* Begin DATASET *

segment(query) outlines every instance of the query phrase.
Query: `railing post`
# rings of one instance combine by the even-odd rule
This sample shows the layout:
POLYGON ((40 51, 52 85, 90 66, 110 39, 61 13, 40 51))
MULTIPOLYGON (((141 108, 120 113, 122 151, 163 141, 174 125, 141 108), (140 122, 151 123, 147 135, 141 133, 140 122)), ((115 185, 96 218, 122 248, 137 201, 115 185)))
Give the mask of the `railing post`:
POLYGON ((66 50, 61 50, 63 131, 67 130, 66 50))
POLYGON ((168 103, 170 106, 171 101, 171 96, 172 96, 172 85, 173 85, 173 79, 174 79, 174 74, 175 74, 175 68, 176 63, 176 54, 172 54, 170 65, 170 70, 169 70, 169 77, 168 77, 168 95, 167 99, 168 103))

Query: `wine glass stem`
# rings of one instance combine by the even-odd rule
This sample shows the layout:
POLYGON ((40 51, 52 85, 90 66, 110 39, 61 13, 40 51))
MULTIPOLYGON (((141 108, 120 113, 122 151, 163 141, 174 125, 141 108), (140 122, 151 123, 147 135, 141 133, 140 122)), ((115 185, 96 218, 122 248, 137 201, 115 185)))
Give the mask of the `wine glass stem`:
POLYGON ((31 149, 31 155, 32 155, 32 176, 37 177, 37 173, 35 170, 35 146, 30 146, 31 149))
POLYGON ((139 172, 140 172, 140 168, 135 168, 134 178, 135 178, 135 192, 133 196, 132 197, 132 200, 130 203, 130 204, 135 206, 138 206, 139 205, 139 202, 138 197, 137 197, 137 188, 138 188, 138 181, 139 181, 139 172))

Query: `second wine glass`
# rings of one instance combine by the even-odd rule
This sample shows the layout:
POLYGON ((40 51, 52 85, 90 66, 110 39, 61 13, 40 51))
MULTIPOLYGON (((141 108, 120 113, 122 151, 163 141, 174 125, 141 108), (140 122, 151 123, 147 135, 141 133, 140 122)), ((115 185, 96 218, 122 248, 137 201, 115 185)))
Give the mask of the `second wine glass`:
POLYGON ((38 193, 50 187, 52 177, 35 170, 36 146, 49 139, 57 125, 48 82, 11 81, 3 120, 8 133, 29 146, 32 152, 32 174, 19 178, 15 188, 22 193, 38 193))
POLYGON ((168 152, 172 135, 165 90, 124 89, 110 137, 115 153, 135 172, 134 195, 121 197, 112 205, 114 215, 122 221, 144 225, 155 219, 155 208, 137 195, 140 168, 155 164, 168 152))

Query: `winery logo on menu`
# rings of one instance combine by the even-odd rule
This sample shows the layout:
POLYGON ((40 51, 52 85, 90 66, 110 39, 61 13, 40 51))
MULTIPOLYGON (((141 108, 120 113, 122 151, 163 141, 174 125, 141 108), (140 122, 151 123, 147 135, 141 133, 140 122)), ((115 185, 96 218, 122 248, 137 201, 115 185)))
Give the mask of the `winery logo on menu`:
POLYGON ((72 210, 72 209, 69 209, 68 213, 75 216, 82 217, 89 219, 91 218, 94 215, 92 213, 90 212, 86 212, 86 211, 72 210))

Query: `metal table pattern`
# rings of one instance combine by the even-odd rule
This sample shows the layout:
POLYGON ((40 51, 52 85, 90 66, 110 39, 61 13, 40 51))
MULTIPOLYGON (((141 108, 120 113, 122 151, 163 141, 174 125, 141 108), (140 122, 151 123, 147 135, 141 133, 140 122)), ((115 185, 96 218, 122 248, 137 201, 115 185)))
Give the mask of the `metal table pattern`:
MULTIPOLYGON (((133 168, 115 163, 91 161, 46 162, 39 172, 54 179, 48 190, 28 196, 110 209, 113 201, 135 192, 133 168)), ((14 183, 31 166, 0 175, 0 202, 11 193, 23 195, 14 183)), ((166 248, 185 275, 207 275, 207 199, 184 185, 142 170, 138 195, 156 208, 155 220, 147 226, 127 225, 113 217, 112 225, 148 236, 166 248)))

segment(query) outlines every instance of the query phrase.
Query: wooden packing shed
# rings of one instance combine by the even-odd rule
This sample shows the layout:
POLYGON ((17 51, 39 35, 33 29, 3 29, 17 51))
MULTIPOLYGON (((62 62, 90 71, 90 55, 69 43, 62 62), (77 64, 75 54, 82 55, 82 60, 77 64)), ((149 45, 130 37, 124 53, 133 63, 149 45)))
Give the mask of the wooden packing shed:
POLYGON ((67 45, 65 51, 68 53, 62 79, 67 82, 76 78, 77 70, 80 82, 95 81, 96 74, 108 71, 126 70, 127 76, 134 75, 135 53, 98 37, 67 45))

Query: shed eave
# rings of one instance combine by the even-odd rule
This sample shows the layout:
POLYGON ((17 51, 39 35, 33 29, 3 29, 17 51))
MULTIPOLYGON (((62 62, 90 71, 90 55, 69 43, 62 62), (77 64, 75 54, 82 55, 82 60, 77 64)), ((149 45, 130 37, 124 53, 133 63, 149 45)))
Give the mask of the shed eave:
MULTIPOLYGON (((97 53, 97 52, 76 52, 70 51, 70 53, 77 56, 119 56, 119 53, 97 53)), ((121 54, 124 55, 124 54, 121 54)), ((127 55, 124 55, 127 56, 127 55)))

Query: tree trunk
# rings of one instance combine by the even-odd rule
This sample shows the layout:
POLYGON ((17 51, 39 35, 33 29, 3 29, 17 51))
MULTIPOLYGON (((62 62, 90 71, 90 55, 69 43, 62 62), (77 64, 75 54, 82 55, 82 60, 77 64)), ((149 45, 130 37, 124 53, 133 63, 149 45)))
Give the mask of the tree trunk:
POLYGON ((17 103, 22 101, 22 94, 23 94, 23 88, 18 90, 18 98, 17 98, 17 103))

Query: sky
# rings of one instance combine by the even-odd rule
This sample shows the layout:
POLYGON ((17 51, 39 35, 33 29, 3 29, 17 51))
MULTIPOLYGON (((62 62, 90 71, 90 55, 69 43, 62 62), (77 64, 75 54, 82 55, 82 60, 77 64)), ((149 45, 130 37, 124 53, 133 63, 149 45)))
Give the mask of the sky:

* End DATASET *

TASK DETAILS -> Render each line of the listing above as one string in a JSON list, leaving out the blank lines.

WORKED ANSWER ->
[
  "segment(query) outlines every instance of the query phrase.",
  "Query: `railing post`",
  "# rings of one instance combine by the even-odd rule",
  "This sample shows the layout:",
  "POLYGON ((40 51, 52 85, 90 66, 110 39, 61 13, 40 51))",
  "MULTIPOLYGON (((141 108, 120 113, 122 151, 163 141, 174 125, 141 108), (140 122, 151 123, 147 135, 141 133, 140 122)), ((115 185, 96 218, 122 248, 137 201, 115 185)))",
  "Give the mask of the `railing post`:",
  "POLYGON ((66 50, 61 50, 63 131, 67 130, 66 50))",
  "POLYGON ((168 103, 170 106, 171 101, 171 96, 172 96, 172 85, 173 85, 173 79, 174 79, 174 74, 175 74, 175 68, 176 63, 176 54, 172 54, 170 65, 170 70, 169 70, 169 77, 168 77, 168 95, 167 99, 168 103))",
  "Query: `wine glass stem`",
  "# rings of one instance combine by the even-odd rule",
  "This sample shows the layout:",
  "POLYGON ((40 51, 52 85, 90 66, 110 39, 61 13, 40 51))",
  "MULTIPOLYGON (((141 108, 120 113, 122 151, 163 141, 174 125, 141 108), (140 122, 151 123, 147 135, 141 133, 140 122)), ((115 185, 96 218, 122 248, 137 201, 115 185)))",
  "Give the mask of the `wine glass stem`:",
  "POLYGON ((31 149, 31 155, 32 155, 32 176, 37 177, 37 173, 35 170, 35 146, 30 146, 31 149))",
  "POLYGON ((139 172, 140 172, 140 168, 135 168, 134 178, 135 178, 135 192, 133 196, 132 197, 132 200, 130 203, 130 204, 135 206, 138 206, 139 205, 139 202, 138 197, 137 197, 137 188, 138 188, 138 181, 139 181, 139 172))",
  "Query: `second wine glass`",
  "# rings of one instance combine by the even-odd rule",
  "This sample shows the layout:",
  "POLYGON ((40 51, 52 85, 90 66, 110 39, 61 13, 40 51))",
  "MULTIPOLYGON (((141 108, 120 113, 122 151, 163 141, 174 125, 141 108), (140 122, 151 123, 147 135, 141 133, 140 122)), ((115 185, 96 218, 122 248, 137 201, 115 185)))",
  "Give the mask of the `second wine glass`:",
  "POLYGON ((38 193, 50 187, 52 177, 35 170, 36 146, 49 139, 57 125, 48 82, 11 81, 3 120, 8 133, 29 146, 32 152, 32 174, 19 178, 15 188, 22 193, 38 193))",
  "POLYGON ((168 152, 172 135, 165 90, 124 89, 110 137, 115 153, 135 172, 134 195, 121 197, 112 205, 114 215, 122 221, 144 225, 155 219, 155 208, 137 195, 140 168, 155 164, 168 152))",
  "Query: `winery logo on menu`",
  "# rings of one instance combine by the even-odd rule",
  "This sample shows the layout:",
  "POLYGON ((40 51, 52 85, 90 66, 110 39, 61 13, 40 51))",
  "MULTIPOLYGON (((141 108, 120 113, 122 151, 163 141, 174 125, 141 108), (140 122, 151 123, 147 135, 141 133, 140 122)), ((115 185, 96 218, 122 248, 137 201, 115 185)))",
  "Give the mask of the `winery logo on menu`:",
  "POLYGON ((72 210, 72 209, 69 209, 68 213, 75 216, 82 217, 89 219, 91 218, 94 215, 92 213, 90 212, 86 212, 86 211, 72 210))",
  "Query: `metal table pattern`",
  "# rings of one instance combine by the even-odd rule",
  "This sample shows the layout:",
  "POLYGON ((40 51, 52 85, 90 66, 110 39, 61 13, 40 51))",
  "MULTIPOLYGON (((141 108, 120 113, 122 151, 163 141, 174 125, 141 108), (140 122, 151 123, 147 135, 141 133, 140 122)), ((115 185, 96 218, 122 248, 137 201, 115 185)))",
  "Give the mask of the `metal table pattern`:",
  "MULTIPOLYGON (((133 168, 115 163, 91 161, 46 162, 39 172, 54 179, 48 190, 28 196, 110 209, 113 201, 135 192, 133 168)), ((14 183, 31 166, 0 175, 0 202, 11 193, 23 195, 14 183)), ((166 248, 185 275, 207 275, 207 199, 184 185, 142 170, 138 195, 156 208, 155 220, 147 226, 127 225, 113 217, 112 225, 148 236, 166 248)))",
  "segment(query) outlines every instance of the query phrase.",
  "Query: wooden packing shed",
  "# rings of one instance combine by the even-odd rule",
  "This sample shows the layout:",
  "POLYGON ((17 51, 39 35, 33 29, 3 29, 17 51))",
  "MULTIPOLYGON (((62 62, 90 71, 90 55, 69 43, 62 62), (77 64, 75 54, 82 55, 82 60, 77 64)), ((149 45, 130 37, 124 53, 133 63, 149 45)))",
  "Give the mask of the wooden packing shed:",
  "POLYGON ((67 45, 65 51, 68 53, 62 79, 67 82, 76 78, 77 70, 80 82, 95 81, 96 74, 108 71, 126 70, 127 76, 134 75, 135 53, 98 37, 67 45))",
  "Query: shed eave",
  "# rings of one instance combine by the even-odd rule",
  "This sample shows the layout:",
  "POLYGON ((17 51, 39 35, 33 29, 3 29, 17 51))",
  "MULTIPOLYGON (((62 62, 90 71, 90 55, 69 43, 62 62), (77 64, 75 54, 82 55, 82 60, 77 64)), ((149 45, 130 37, 124 53, 133 63, 149 45)))",
  "Give the mask of the shed eave:",
  "MULTIPOLYGON (((97 53, 97 52, 76 52, 70 51, 70 53, 77 56, 119 56, 119 53, 97 53)), ((121 54, 124 55, 124 54, 121 54)), ((127 55, 124 55, 127 56, 127 55)))",
  "Query: tree trunk",
  "# rings of one instance combine by the even-odd rule",
  "This sample shows the layout:",
  "POLYGON ((17 51, 39 35, 33 29, 3 29, 17 51))",
  "MULTIPOLYGON (((62 62, 90 71, 90 55, 69 43, 62 62), (77 64, 75 54, 82 55, 82 60, 77 64)), ((149 45, 130 37, 124 53, 133 63, 149 45)))",
  "Give the mask of the tree trunk:",
  "POLYGON ((17 103, 22 101, 22 94, 23 94, 23 88, 18 90, 18 98, 17 98, 17 103))",
  "Query: sky",
  "# rings of one instance combine by the even-odd rule",
  "This sample shows the layout:",
  "POLYGON ((17 51, 39 35, 33 29, 3 29, 17 51))",
  "MULTIPOLYGON (((62 62, 90 71, 90 55, 69 43, 62 62), (77 64, 75 54, 82 55, 82 60, 77 64)), ((149 45, 130 37, 124 53, 133 63, 149 45)))",
  "Give the mask of the sky:"
]